Natural-language object grounding data →
▼▼▼

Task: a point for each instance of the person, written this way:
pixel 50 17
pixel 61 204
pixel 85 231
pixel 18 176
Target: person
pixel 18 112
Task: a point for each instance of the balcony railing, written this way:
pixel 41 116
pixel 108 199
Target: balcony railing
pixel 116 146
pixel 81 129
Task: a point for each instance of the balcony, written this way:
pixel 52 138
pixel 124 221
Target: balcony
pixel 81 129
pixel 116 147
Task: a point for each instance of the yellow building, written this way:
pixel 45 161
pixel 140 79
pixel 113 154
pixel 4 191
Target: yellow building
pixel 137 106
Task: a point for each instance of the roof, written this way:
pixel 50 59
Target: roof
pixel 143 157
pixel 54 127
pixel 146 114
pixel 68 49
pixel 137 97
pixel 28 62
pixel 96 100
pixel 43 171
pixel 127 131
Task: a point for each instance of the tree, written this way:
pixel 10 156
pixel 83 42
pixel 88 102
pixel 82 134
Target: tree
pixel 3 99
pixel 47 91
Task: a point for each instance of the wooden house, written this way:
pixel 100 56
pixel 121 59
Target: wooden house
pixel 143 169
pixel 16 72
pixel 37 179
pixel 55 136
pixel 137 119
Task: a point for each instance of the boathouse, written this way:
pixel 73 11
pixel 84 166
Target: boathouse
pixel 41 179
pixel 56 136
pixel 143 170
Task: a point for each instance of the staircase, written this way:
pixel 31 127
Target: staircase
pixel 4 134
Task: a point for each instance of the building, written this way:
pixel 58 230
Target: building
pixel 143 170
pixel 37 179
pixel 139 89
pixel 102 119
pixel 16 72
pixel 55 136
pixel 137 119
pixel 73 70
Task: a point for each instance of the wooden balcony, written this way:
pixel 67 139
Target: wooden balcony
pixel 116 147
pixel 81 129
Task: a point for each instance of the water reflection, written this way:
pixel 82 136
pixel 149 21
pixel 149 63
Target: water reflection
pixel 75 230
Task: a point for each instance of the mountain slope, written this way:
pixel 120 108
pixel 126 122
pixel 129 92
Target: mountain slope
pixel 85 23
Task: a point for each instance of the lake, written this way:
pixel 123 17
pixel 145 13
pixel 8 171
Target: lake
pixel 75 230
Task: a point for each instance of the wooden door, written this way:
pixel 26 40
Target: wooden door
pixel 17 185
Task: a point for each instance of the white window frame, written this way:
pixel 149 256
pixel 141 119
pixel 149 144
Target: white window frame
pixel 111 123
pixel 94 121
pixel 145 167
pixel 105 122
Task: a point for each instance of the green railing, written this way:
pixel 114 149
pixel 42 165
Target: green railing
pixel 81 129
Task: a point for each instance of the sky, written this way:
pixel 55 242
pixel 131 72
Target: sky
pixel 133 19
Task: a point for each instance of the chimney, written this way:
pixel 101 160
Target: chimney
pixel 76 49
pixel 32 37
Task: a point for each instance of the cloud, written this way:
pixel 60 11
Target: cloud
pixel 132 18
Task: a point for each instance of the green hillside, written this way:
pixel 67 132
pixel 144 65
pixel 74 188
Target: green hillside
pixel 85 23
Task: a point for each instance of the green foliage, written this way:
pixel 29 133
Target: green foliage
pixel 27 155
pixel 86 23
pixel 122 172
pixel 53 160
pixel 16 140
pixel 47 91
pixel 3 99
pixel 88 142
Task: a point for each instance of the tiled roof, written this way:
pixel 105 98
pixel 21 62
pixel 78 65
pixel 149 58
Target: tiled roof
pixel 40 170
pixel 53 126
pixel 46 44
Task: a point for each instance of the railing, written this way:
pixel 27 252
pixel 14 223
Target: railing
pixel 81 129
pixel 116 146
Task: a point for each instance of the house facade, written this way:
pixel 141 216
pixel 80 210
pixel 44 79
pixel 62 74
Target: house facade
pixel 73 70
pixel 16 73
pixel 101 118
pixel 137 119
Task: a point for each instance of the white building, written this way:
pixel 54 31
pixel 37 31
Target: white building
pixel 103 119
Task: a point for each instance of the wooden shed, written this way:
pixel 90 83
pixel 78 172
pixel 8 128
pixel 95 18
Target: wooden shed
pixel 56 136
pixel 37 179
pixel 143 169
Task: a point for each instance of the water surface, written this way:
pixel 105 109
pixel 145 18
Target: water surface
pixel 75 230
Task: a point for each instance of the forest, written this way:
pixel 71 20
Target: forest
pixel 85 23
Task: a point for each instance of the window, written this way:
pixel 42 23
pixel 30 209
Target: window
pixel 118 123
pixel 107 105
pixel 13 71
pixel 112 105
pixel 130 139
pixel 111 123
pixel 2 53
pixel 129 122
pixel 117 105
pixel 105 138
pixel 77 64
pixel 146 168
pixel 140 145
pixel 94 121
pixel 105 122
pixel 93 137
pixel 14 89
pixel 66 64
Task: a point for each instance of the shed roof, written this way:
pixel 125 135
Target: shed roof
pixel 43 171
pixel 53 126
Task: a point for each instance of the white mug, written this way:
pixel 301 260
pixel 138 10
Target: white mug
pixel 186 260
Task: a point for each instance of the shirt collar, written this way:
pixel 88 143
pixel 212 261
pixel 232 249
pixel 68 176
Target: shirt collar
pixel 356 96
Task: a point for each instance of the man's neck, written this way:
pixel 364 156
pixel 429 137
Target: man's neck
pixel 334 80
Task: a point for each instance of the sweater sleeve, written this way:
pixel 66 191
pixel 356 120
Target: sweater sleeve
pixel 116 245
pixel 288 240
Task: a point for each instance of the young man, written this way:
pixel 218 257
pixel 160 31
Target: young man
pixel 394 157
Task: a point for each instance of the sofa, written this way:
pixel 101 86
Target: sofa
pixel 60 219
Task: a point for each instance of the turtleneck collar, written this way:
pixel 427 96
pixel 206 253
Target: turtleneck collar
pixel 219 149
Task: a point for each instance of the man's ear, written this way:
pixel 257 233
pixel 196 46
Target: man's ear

▲▲▲

About this exercise →
Repeat the entries shown above, every one, word for word.

Answer box →
Task: a point for each instance of the person, written this way:
pixel 50 17
pixel 61 204
pixel 85 231
pixel 18 176
Target: person
pixel 18 112
Task: a point for each instance of the balcony railing, written this way:
pixel 41 116
pixel 108 199
Target: balcony railing
pixel 116 146
pixel 81 129
Task: a point for each instance of the balcony, written this way:
pixel 52 138
pixel 124 221
Target: balcony
pixel 81 129
pixel 116 147
Task: a point for each instance of the yellow building, written this way:
pixel 45 161
pixel 140 79
pixel 113 154
pixel 4 191
Target: yellow building
pixel 137 106
Task: a point for each instance of the roof, written this way:
pixel 50 59
Target: roof
pixel 143 157
pixel 54 127
pixel 146 114
pixel 68 49
pixel 137 97
pixel 28 62
pixel 96 100
pixel 43 171
pixel 127 131
Task: a point for each instance of the tree, written this way:
pixel 10 156
pixel 83 42
pixel 88 102
pixel 82 134
Target: tree
pixel 3 99
pixel 47 91
Task: a point for each instance of the wooden house, written this way:
pixel 100 56
pixel 121 59
Target: wooden house
pixel 143 169
pixel 16 72
pixel 37 179
pixel 55 136
pixel 137 119
Task: a point for each instance of the boathouse, written this way:
pixel 73 11
pixel 84 166
Target: boathouse
pixel 41 179
pixel 56 136
pixel 143 170
Task: a point for each instance of the staircase, written this way:
pixel 31 127
Target: staircase
pixel 4 134
Task: a point for each instance of the building, written this way:
pixel 58 230
Target: building
pixel 143 170
pixel 37 179
pixel 139 89
pixel 102 119
pixel 16 72
pixel 55 136
pixel 137 119
pixel 73 70
Task: a point for each instance of the wooden balcony, written this way:
pixel 67 139
Target: wooden balcony
pixel 116 147
pixel 81 129
Task: a point for each instance of the water reflection, written this way:
pixel 82 136
pixel 149 21
pixel 149 63
Target: water reflection
pixel 75 230
Task: a point for each instance of the mountain slope, written this way:
pixel 120 108
pixel 126 122
pixel 129 92
Target: mountain slope
pixel 85 23
Task: a point for each instance of the lake, written this way:
pixel 123 17
pixel 145 13
pixel 8 171
Target: lake
pixel 75 230
Task: a point for each instance of the wooden door, written this way:
pixel 26 40
Target: wooden door
pixel 17 185
Task: a point for each instance of the white window frame, written this way:
pixel 149 256
pixel 141 119
pixel 149 144
Target: white window frame
pixel 111 123
pixel 94 121
pixel 145 167
pixel 105 122
Task: a point for each instance of the green railing, written this way:
pixel 114 149
pixel 42 165
Target: green railing
pixel 81 129
Task: a point for each instance of the sky, written this way:
pixel 55 242
pixel 131 72
Target: sky
pixel 133 19
Task: a point for each instance of the chimney, written this way:
pixel 101 160
Target: chimney
pixel 76 49
pixel 32 37
Task: a point for each instance of the cloud, written this way:
pixel 60 11
Target: cloud
pixel 132 18
Task: a point for each instance of the green hillside, written this way:
pixel 67 132
pixel 144 65
pixel 74 188
Target: green hillside
pixel 85 23
Task: a point for each instance of the green foliage, written this way:
pixel 29 133
Target: green foliage
pixel 27 155
pixel 86 23
pixel 122 172
pixel 53 160
pixel 16 140
pixel 47 91
pixel 3 99
pixel 88 142
Task: a point for each instance of the tiled roof, written this way:
pixel 105 98
pixel 21 62
pixel 78 65
pixel 149 58
Target: tiled roof
pixel 40 170
pixel 53 126
pixel 46 44
Task: a point for each instance of the railing, written this way:
pixel 27 252
pixel 14 223
Target: railing
pixel 81 129
pixel 116 146
Task: a point for each instance of the house facade, written this way:
pixel 141 216
pixel 80 210
pixel 44 79
pixel 62 74
Target: house facade
pixel 73 70
pixel 16 73
pixel 101 118
pixel 137 119
Task: a point for each instance of the white building, written this way:
pixel 54 31
pixel 37 31
Target: white building
pixel 103 119
Task: a point for each instance of the wooden shed, written this way:
pixel 90 83
pixel 78 172
pixel 8 128
pixel 95 18
Target: wooden shed
pixel 56 136
pixel 37 179
pixel 143 169
Task: a point for each instance of the water surface, written this way:
pixel 105 109
pixel 145 18
Target: water surface
pixel 75 230
Task: a point for each instance of the forest, written this way:
pixel 71 20
Target: forest
pixel 85 23
Task: a point for each instance of the window, written this way:
pixel 42 23
pixel 30 209
Target: window
pixel 118 123
pixel 107 105
pixel 13 71
pixel 112 105
pixel 130 139
pixel 111 123
pixel 2 53
pixel 129 122
pixel 117 105
pixel 105 138
pixel 77 64
pixel 146 168
pixel 140 145
pixel 94 121
pixel 105 122
pixel 93 137
pixel 14 89
pixel 66 64
Task: a point for each instance of the shed roof, written this way:
pixel 125 135
Target: shed roof
pixel 43 171
pixel 53 126
Task: a point for each instance of the white mug, written this way:
pixel 301 260
pixel 138 10
Target: white mug
pixel 186 260
Task: a point for each instance of the shirt collar, written this way:
pixel 88 143
pixel 212 261
pixel 232 249
pixel 68 176
Target: shirt collar
pixel 356 96
Task: a point for each instance of the man's neck, written this way:
pixel 364 156
pixel 429 137
Target: man's neck
pixel 334 80
Task: a point for each instance of the sweater sleeve, written this way:
pixel 66 191
pixel 356 120
Target: sweater sleeve
pixel 116 245
pixel 288 240
Task: a point for each instance of the young man, written this way:
pixel 218 257
pixel 160 31
Target: young man
pixel 394 157
Task: a point for each instance of the sofa, written this way:
pixel 101 86
Target: sofa
pixel 60 219
Task: a point for each instance of the turtleneck collar, written this way:
pixel 427 96
pixel 206 253
Target: turtleneck collar
pixel 219 149
Task: a point for each instance of the man's ear, written this way:
pixel 257 233
pixel 196 46
Target: man's ear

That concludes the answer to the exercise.